Source excerpt ▸
====

Taelor Kellum walked into the Gale Lemerand practice facility at the University of Florida looking for answers.

The then-junior middle blocker was on her way to have a one-on-one meeting with coach Mary Wise. Nothing unusual for the end of the spring season just before the summer break.

Kellum had been struggling. And people noticed.

She had gotten familiar with standing on the sidelines. She’d watched her team from the corner of the court for the past two years after a brief playing stint in the beginning of her freshman year.

But now she was an upperclassman. It was now or never.

She and Wise sat down for their chat, a candid conversation that got real as quick as one of her kills nails the hardwood. Wise expressed her concerns and how she wanted Kellum to do something different and outside of her comfort zone that summer.

Kellum knew the importance of her leadership would be crucial for the team during the 2017 season and moving forward.

====

Dataset section ▸
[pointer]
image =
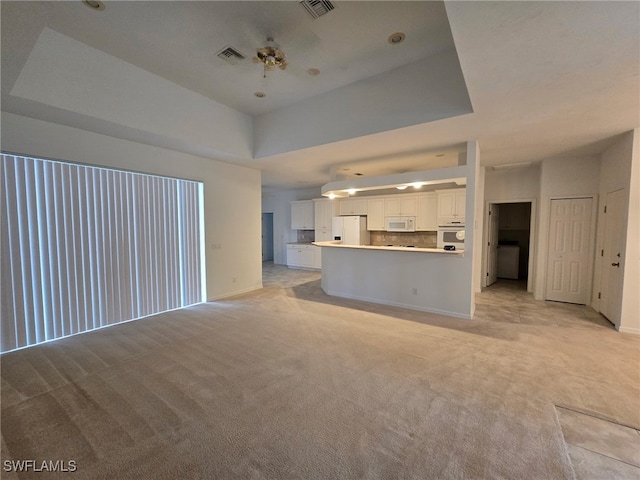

====

Short task 1 ▸ Translate this sentence from the excerpt about Taelor Kellum into Spanish: "Kellum knew the importance of her leadership would be crucial for the team during the 2017 season and moving forward."
Short task 2 ▸ Reproduce the passage of the excerpt about Taelor Kellum from "She had gotten" to "and moving forward.".
Short task 3 ▸ Write the next part of the excerpt about Taelor Kellum's meeting with coach Mary Wise, picking up after its final sentence.

Expected answer 1 ▸ Kellum sabía que la importancia de su liderazgo sería crucial para el equipo durante la temporada 2017 y en adelante.

Expected answer 2 ▸
She had gotten familiar with standing on the sidelines. She’d watched her team from the corner of the court for the past two years after a brief playing stint in the beginning of her freshman year.

But now she was an upperclassman. It was now or never.

She and Wise sat down for their chat, a candid conversation that got real as quick as one of her kills nails the hardwood. Wise expressed her concerns and how she wanted Kellum to do something different and outside of her comfort zone that summer.

Kellum knew the importance of her leadership would be crucial for the team during the 2017 season and moving forward.

Expected answer 3 ▸
Something had to change, which was why she was happy to tell her coach she was flying out to California for a week by herself.

Wise’s interest was piqued.

Kellum was on a mission to find her identity outside of volleyball and her relationship with her religion specifically. To know that she could find pleasure in things without letting them completely take over her life. To prove that she could be a leader for this younger squad despite the fact she hadn’t started in two years.

She decided to travel to Los Angeles for the Ultimate Training Camp to find that identity. The camp is a program created by Athletes in Action, which spends about a week pushing people to physical extremes and toward understanding Christianity.

Kellum felt nervous, but she knew it was exactly what she needed. Wise agreed.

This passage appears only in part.